··· MATERIAL SUPPLIED

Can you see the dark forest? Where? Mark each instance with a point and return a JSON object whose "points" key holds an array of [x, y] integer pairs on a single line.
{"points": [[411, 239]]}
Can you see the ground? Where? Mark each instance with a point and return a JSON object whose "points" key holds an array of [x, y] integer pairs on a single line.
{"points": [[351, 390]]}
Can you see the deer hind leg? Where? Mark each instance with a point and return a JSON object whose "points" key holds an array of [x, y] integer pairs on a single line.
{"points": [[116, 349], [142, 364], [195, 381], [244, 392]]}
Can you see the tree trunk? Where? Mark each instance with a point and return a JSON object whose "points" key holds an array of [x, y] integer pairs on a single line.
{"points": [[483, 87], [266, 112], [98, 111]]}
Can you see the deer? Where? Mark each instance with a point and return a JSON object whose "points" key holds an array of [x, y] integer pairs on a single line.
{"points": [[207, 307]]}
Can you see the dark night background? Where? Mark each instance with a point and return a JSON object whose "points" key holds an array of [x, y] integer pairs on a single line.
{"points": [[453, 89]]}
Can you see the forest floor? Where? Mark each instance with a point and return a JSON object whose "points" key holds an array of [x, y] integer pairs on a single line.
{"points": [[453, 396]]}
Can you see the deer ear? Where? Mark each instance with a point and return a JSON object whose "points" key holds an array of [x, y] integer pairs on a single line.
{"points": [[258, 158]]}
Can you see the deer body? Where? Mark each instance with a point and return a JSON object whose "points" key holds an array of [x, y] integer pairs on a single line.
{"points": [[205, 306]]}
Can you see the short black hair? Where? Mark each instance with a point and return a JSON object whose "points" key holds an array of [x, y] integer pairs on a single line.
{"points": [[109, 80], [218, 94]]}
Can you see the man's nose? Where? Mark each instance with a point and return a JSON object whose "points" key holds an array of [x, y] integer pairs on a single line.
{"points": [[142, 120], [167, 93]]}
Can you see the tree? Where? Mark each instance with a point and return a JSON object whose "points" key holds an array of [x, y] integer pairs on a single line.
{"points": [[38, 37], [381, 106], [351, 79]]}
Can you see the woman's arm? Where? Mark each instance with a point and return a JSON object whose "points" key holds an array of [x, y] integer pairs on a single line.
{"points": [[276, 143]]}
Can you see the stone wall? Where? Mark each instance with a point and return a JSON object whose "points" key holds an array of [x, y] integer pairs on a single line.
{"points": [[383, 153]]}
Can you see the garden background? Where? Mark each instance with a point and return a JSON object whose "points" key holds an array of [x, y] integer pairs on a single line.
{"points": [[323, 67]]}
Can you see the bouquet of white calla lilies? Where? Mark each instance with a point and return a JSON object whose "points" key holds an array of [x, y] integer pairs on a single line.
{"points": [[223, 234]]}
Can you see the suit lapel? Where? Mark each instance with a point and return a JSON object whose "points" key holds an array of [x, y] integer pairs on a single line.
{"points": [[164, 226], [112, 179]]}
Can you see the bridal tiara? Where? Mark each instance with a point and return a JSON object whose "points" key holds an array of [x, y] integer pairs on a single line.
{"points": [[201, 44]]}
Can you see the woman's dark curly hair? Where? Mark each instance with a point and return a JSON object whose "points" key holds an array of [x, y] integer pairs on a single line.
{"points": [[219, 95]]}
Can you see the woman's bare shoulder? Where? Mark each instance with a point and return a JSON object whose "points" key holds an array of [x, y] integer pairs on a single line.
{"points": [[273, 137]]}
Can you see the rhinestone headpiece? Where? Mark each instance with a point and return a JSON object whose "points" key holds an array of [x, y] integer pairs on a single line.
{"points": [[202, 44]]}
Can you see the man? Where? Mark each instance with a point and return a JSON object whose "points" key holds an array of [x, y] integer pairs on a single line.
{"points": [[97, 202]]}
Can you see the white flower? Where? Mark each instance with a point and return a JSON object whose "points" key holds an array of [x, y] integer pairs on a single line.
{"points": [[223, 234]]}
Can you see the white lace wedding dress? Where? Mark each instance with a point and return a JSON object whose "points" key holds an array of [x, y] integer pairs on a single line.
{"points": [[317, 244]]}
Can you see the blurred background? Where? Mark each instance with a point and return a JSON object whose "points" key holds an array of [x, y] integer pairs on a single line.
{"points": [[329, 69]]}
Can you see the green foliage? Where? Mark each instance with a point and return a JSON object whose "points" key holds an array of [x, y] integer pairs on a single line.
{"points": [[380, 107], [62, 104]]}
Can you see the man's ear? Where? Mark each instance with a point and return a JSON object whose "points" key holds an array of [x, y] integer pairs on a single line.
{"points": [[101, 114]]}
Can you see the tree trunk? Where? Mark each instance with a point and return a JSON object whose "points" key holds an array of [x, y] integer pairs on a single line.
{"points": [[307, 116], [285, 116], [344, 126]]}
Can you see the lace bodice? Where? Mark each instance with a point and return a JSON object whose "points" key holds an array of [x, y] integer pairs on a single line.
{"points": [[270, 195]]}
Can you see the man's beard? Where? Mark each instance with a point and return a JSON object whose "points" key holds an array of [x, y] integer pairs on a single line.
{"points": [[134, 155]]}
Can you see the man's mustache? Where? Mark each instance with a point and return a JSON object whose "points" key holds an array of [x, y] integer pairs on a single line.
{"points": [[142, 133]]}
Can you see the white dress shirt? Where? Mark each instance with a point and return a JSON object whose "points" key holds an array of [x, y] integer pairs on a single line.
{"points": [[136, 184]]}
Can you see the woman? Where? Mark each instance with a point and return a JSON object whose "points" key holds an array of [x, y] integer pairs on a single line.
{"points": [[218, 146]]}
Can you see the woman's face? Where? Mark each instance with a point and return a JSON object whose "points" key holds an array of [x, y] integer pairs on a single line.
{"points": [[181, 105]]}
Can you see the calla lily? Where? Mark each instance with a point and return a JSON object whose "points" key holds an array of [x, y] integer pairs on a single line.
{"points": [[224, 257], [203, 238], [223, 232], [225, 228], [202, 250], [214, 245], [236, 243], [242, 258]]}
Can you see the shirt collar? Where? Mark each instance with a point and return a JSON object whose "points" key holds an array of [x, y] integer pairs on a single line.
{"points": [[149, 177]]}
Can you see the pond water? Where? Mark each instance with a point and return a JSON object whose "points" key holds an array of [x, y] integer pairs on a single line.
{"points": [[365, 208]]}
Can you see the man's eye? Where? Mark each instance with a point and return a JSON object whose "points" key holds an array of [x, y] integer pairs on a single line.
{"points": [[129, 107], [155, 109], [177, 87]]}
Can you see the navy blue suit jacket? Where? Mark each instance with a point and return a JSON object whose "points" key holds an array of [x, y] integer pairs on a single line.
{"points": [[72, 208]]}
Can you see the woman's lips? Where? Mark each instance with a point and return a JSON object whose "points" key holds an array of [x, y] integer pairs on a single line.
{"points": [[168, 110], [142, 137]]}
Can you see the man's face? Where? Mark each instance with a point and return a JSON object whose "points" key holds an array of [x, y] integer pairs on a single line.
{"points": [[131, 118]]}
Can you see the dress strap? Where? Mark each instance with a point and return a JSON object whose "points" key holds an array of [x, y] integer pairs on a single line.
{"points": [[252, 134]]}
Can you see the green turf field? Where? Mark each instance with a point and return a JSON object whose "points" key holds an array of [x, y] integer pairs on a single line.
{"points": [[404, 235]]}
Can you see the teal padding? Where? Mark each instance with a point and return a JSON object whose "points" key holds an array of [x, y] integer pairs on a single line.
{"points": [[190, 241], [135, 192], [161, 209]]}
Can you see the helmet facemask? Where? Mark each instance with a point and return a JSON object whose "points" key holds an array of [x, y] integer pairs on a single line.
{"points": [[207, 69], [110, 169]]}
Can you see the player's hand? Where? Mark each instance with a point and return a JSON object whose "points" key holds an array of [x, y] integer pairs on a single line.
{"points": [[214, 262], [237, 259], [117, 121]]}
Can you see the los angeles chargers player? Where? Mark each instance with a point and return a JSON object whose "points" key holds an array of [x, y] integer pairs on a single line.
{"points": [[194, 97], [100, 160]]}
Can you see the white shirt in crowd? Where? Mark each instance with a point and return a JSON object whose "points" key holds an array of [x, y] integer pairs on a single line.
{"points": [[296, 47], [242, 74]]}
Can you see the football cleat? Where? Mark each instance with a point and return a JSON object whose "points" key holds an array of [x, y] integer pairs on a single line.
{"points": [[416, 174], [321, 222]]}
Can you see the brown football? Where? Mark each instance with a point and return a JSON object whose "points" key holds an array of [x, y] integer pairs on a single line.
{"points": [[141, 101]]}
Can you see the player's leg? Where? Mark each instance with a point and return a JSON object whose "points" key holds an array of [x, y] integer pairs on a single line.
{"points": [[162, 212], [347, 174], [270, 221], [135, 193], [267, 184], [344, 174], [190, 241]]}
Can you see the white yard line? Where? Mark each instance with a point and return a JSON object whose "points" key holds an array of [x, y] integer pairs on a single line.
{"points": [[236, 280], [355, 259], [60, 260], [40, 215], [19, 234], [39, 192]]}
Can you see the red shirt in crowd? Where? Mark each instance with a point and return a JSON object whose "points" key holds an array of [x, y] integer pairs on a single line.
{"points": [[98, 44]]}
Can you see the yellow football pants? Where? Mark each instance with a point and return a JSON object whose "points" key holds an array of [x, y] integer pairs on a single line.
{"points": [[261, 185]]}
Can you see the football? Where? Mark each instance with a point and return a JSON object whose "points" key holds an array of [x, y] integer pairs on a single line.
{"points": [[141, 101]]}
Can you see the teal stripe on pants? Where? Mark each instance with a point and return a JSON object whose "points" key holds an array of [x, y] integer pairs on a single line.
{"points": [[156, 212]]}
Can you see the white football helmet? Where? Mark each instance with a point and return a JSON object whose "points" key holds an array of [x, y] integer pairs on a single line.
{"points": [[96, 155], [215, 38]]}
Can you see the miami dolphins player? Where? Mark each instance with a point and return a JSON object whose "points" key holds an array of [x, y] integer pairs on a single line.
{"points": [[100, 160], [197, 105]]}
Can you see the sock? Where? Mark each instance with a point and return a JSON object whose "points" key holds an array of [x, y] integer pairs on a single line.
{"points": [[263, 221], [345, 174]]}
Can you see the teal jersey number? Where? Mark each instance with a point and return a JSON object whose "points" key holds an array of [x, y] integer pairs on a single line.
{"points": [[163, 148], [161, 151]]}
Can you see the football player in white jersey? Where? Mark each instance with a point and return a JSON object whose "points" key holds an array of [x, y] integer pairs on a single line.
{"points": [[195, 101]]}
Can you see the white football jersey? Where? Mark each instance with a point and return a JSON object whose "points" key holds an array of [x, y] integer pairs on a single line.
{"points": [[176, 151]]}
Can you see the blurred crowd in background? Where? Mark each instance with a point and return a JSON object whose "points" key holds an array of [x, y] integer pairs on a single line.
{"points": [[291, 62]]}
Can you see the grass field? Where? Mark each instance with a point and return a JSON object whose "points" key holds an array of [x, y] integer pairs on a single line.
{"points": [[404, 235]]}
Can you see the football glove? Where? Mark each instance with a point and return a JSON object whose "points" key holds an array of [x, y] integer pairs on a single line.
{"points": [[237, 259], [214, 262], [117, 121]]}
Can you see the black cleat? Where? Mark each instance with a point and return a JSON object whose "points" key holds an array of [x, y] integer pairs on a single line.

······

TO BE DONE: Exactly and only the lines from the line containing "Can you see the sock?" through the last line of the entries should be copied, both ends included.

REPLY TO THE TASK:
Can you see the sock? Where? Mark each instance with a point and return a JSON object whose "points" key holds an array of [x, y] integer pairs on a single line.
{"points": [[263, 221], [345, 174]]}
Can you see the teal jersey number? Where? Mark each instance with a point and return a JSON object whose "points" key holds an array of [x, y] integer pairs on a single line.
{"points": [[163, 148], [161, 151]]}
Can you see the football player in white jersey? Where? Mark each instance with a point and return a JSON object whose "points" key holds an array of [x, y] integer pairs on a single line.
{"points": [[195, 101]]}
Can you see the white football jersey? Where? Mark each instance with a point and return a JSON object whose "points" key holds an array of [x, y] integer pairs on a single line.
{"points": [[176, 151]]}
Can you see the blurred crowd in background? Where? Mark each instance with a point and return a JSON object whose "points" key holds an array of [x, y] integer pairs on a single line.
{"points": [[291, 62]]}
Can you see the grass field? Where? Mark each instance with a point and return a JSON object whose "points" key holds an array of [x, y] integer pairs on a single line.
{"points": [[404, 235]]}
Can you see the football glove? Where? Mark each instance with a point and return a JSON object whose "points" key holds an array of [x, y] integer pairs on a single line.
{"points": [[237, 259], [214, 262], [117, 121]]}
Can you see the black cleat? Where? Mark each instance with a point and return a JSON object whose "points" key holds an array of [x, y] integer pairs on a single line.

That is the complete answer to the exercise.